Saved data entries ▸
************
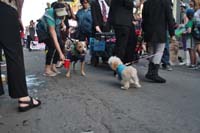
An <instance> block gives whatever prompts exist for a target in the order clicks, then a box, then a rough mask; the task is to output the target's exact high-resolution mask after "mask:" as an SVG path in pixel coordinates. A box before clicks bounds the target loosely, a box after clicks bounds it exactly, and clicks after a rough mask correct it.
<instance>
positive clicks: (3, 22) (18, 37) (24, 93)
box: [0, 2, 28, 98]
mask: <svg viewBox="0 0 200 133" xmlns="http://www.w3.org/2000/svg"><path fill="white" fill-rule="evenodd" d="M19 29H20V24H19V21H18V15H17V11H16V10H15V9H14V8H12V7H10V6H8V5H6V4H4V3H2V2H0V46H1V47H2V49H3V50H4V53H5V57H6V63H7V79H8V89H9V95H10V96H11V97H12V98H20V97H25V96H28V91H27V85H26V79H25V68H24V57H23V50H22V45H21V39H20V32H19ZM0 74H1V72H0ZM0 81H1V80H0ZM3 93H4V91H3V86H2V81H1V82H0V94H3Z"/></svg>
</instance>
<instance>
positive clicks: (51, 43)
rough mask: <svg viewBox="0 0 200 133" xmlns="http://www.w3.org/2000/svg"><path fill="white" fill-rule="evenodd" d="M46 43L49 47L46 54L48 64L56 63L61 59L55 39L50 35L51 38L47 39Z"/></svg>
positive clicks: (46, 62) (46, 61) (59, 42)
mask: <svg viewBox="0 0 200 133" xmlns="http://www.w3.org/2000/svg"><path fill="white" fill-rule="evenodd" d="M58 40H59V38H58ZM44 43H45V44H46V45H47V48H48V50H47V54H46V65H51V64H56V63H57V62H58V61H59V54H58V51H57V50H56V48H55V45H54V42H53V39H52V38H51V37H50V38H49V39H47V40H45V41H44ZM59 43H60V41H59Z"/></svg>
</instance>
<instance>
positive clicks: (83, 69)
mask: <svg viewBox="0 0 200 133" xmlns="http://www.w3.org/2000/svg"><path fill="white" fill-rule="evenodd" d="M81 75H82V76H85V62H84V61H83V62H81Z"/></svg>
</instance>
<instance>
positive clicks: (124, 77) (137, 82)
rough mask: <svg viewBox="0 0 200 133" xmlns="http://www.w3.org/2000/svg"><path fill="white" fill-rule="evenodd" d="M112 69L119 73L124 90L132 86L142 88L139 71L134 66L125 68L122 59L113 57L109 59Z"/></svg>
mask: <svg viewBox="0 0 200 133" xmlns="http://www.w3.org/2000/svg"><path fill="white" fill-rule="evenodd" d="M108 64H109V65H110V67H111V69H112V70H114V71H116V72H117V75H118V78H119V80H121V84H122V87H121V88H122V89H126V90H127V89H129V87H130V84H134V86H135V87H136V88H140V87H141V85H140V83H139V78H138V75H137V70H136V69H135V68H134V67H132V66H125V65H124V64H123V63H122V61H121V60H120V58H118V57H116V56H111V57H110V58H109V59H108Z"/></svg>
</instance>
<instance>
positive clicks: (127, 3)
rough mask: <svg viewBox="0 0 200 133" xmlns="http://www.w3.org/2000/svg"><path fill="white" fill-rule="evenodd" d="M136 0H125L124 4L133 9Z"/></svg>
mask: <svg viewBox="0 0 200 133" xmlns="http://www.w3.org/2000/svg"><path fill="white" fill-rule="evenodd" d="M134 1H135V0H123V3H124V4H123V5H124V6H125V7H126V8H127V9H133V7H134V4H133V3H134Z"/></svg>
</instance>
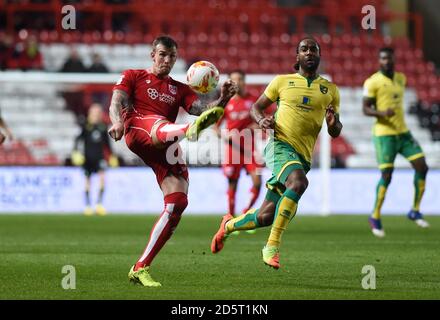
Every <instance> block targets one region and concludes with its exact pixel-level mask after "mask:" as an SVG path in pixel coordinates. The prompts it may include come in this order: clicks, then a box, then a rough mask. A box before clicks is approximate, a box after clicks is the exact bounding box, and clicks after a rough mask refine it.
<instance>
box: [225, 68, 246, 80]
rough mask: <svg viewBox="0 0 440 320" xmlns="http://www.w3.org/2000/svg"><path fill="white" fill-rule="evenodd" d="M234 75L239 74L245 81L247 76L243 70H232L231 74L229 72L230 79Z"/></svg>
mask: <svg viewBox="0 0 440 320" xmlns="http://www.w3.org/2000/svg"><path fill="white" fill-rule="evenodd" d="M233 73H238V74H239V75H241V76H242V77H243V79H244V78H246V74H245V73H244V71H243V70H241V69H235V70H232V71H231V72H229V77H231V75H232V74H233Z"/></svg>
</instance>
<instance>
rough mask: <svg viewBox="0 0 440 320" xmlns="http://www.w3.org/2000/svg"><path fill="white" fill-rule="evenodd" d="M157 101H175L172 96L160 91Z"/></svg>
mask: <svg viewBox="0 0 440 320" xmlns="http://www.w3.org/2000/svg"><path fill="white" fill-rule="evenodd" d="M159 101H161V102H165V103H167V104H170V105H171V104H173V103H174V102H175V101H176V98H174V97H173V96H170V95H169V94H166V93H161V94H160V96H159Z"/></svg>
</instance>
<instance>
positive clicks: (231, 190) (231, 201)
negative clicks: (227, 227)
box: [228, 189, 236, 215]
mask: <svg viewBox="0 0 440 320" xmlns="http://www.w3.org/2000/svg"><path fill="white" fill-rule="evenodd" d="M235 192H236V190H235V189H228V210H229V211H228V213H229V214H232V215H234V214H235Z"/></svg>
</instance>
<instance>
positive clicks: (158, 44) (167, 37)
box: [153, 36, 177, 49]
mask: <svg viewBox="0 0 440 320" xmlns="http://www.w3.org/2000/svg"><path fill="white" fill-rule="evenodd" d="M159 44H163V45H164V46H165V47H167V48H168V49H171V48H176V49H177V42H176V41H175V40H174V39H173V38H171V37H169V36H159V37H157V38H156V39H154V41H153V49H154V48H156V46H157V45H159Z"/></svg>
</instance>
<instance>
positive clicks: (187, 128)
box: [156, 123, 189, 143]
mask: <svg viewBox="0 0 440 320" xmlns="http://www.w3.org/2000/svg"><path fill="white" fill-rule="evenodd" d="M188 128H189V124H188V123H187V124H175V123H162V124H161V125H159V127H158V128H157V129H156V137H157V139H158V140H159V141H160V142H162V143H166V142H170V141H175V139H176V137H177V140H179V139H181V138H183V137H184V136H185V134H186V130H188Z"/></svg>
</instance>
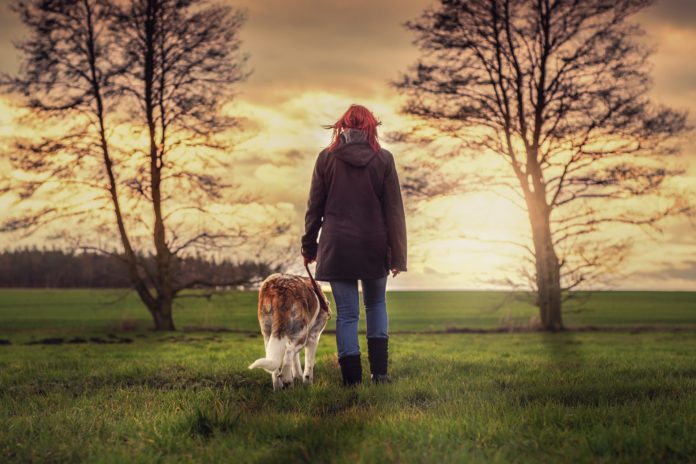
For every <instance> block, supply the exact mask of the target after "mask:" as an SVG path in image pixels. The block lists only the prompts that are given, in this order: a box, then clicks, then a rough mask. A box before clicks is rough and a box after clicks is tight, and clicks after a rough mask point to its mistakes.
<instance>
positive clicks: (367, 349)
************
EXERCISE DIRECTIONS ▸ Your answer should reproduce every line of the data verbatim and include no images.

SOLUTION ▸
An <instance> block gives whatever prompts exist for a target in the order clicks, then a box, then a rough mask; the task is to output the target's exact high-resolution mask after "mask:" as an SVG path in pixel coordinates. A box before clicks bounds the target loosely, a box after clicks bounds it exactly, and clicks after a rough mask correct it.
<instance>
positive clicks: (3, 22) (18, 37) (24, 93)
box: [0, 2, 28, 98]
mask: <svg viewBox="0 0 200 133" xmlns="http://www.w3.org/2000/svg"><path fill="white" fill-rule="evenodd" d="M19 29H20V24H19V21H18V15H17V11H16V10H15V9H14V8H12V7H10V6H8V5H6V4H4V3H2V2H0V46H1V47H2V49H3V50H4V53H5V57H6V63H7V79H8V89H9V95H10V96H11V97H12V98H20V97H25V96H28V91H27V85H26V79H25V68H24V57H23V50H22V45H21V39H20V32H19ZM0 74H1V72H0ZM0 81H1V80H0ZM3 93H4V91H3V86H2V81H1V82H0V94H3Z"/></svg>
</instance>
<instance>
positive clicks: (51, 43)
rough mask: <svg viewBox="0 0 200 133" xmlns="http://www.w3.org/2000/svg"><path fill="white" fill-rule="evenodd" d="M46 43L49 47L46 54L48 64L56 63L61 59L55 39L50 35L51 38L47 39Z"/></svg>
positive clicks: (46, 62) (46, 61) (59, 42)
mask: <svg viewBox="0 0 200 133" xmlns="http://www.w3.org/2000/svg"><path fill="white" fill-rule="evenodd" d="M58 40H59V38H58ZM44 43H45V44H46V45H47V48H48V50H47V54H46V65H51V64H56V63H57V62H58V61H59V54H58V51H57V50H56V48H55V45H54V42H53V39H52V38H51V37H50V38H49V39H47V40H45V41H44ZM59 43H60V41H59Z"/></svg>
</instance>
<instance>
positive clicks: (83, 69)
mask: <svg viewBox="0 0 200 133" xmlns="http://www.w3.org/2000/svg"><path fill="white" fill-rule="evenodd" d="M81 75H82V76H85V62H84V61H83V62H81Z"/></svg>
</instance>
<instance>
positive clicks: (124, 77) (137, 82)
rough mask: <svg viewBox="0 0 200 133" xmlns="http://www.w3.org/2000/svg"><path fill="white" fill-rule="evenodd" d="M112 69L119 73L124 90L132 86L142 88L139 71L134 66L125 68L122 59L113 57L109 59Z"/></svg>
mask: <svg viewBox="0 0 200 133" xmlns="http://www.w3.org/2000/svg"><path fill="white" fill-rule="evenodd" d="M108 64H109V65H110V67H111V69H112V70H114V71H116V72H117V75H118V78H119V80H121V84H122V87H121V88H122V89H126V90H127V89H129V87H130V84H134V86H135V87H136V88H140V87H141V85H140V83H139V78H138V75H137V70H136V69H135V68H134V67H132V66H125V65H124V64H123V63H122V61H121V60H120V58H118V57H116V56H111V57H110V58H109V59H108Z"/></svg>
</instance>
<instance>
positive clicks: (127, 3)
rough mask: <svg viewBox="0 0 200 133" xmlns="http://www.w3.org/2000/svg"><path fill="white" fill-rule="evenodd" d="M136 0H125L124 4L133 9Z"/></svg>
mask: <svg viewBox="0 0 200 133" xmlns="http://www.w3.org/2000/svg"><path fill="white" fill-rule="evenodd" d="M134 1H135V0H123V3H124V4H123V5H124V6H125V7H126V8H127V9H133V7H134V4H133V3H134Z"/></svg>
</instance>
Every <instance> block targets one region and concludes with its exact pixel-level mask after "mask:" as an SVG path in pixel coordinates. The prompts it may include come in this order: clicks, then a box, then a rough mask. A box before clicks is approximate, a box after clicks is the exact bounding box, and clicks after a rough mask refine it.
<instance>
box: [225, 68, 246, 80]
rough mask: <svg viewBox="0 0 440 320" xmlns="http://www.w3.org/2000/svg"><path fill="white" fill-rule="evenodd" d="M234 75L239 74L245 81L247 76L243 70H232L231 74L229 72L230 79Z"/></svg>
mask: <svg viewBox="0 0 440 320" xmlns="http://www.w3.org/2000/svg"><path fill="white" fill-rule="evenodd" d="M233 73H238V74H239V75H241V76H242V77H243V79H244V78H246V74H245V73H244V71H243V70H241V69H235V70H232V71H231V72H229V77H231V75H232V74H233Z"/></svg>
</instance>
<instance>
rough mask: <svg viewBox="0 0 440 320" xmlns="http://www.w3.org/2000/svg"><path fill="white" fill-rule="evenodd" d="M157 101H175L172 96L160 91Z"/></svg>
mask: <svg viewBox="0 0 440 320" xmlns="http://www.w3.org/2000/svg"><path fill="white" fill-rule="evenodd" d="M159 101H161V102H165V103H167V104H170V105H171V104H173V103H174V102H175V101H176V98H174V97H173V96H170V95H169V94H166V93H161V94H160V96H159Z"/></svg>
</instance>
<instance>
positive clicks: (231, 190) (231, 201)
negative clicks: (227, 227)
box: [228, 189, 236, 215]
mask: <svg viewBox="0 0 440 320" xmlns="http://www.w3.org/2000/svg"><path fill="white" fill-rule="evenodd" d="M235 192H236V190H235V189H228V210H229V211H228V213H229V214H232V215H234V214H235Z"/></svg>
</instance>
<instance>
positive clicks: (158, 44) (167, 37)
box: [153, 36, 177, 49]
mask: <svg viewBox="0 0 440 320" xmlns="http://www.w3.org/2000/svg"><path fill="white" fill-rule="evenodd" d="M159 44H163V45H164V46H165V47H167V48H168V49H171V48H176V49H177V42H176V41H175V40H174V39H173V38H171V37H169V36H159V37H157V38H156V39H154V41H153V49H154V48H156V46H157V45H159Z"/></svg>
</instance>
<instance>
positive clicks: (187, 128)
box: [156, 123, 189, 143]
mask: <svg viewBox="0 0 440 320" xmlns="http://www.w3.org/2000/svg"><path fill="white" fill-rule="evenodd" d="M188 128H189V124H188V123H187V124H175V123H162V124H161V125H159V127H158V128H157V129H156V137H157V139H158V140H159V141H160V142H162V143H166V142H170V141H175V139H176V137H177V140H179V139H181V138H183V137H184V136H185V134H186V130H188Z"/></svg>
</instance>
For every <instance> block, supply the exact mask of the target after "mask:" as an SVG path in image pixels. The block lists only the prompts that are given, in this order: a box, then clicks, then a rough mask. A box before clicks is rough and a box after clicks is tight, and clicks after a rough mask point to its mistakes.
<instance>
positive clicks: (367, 349)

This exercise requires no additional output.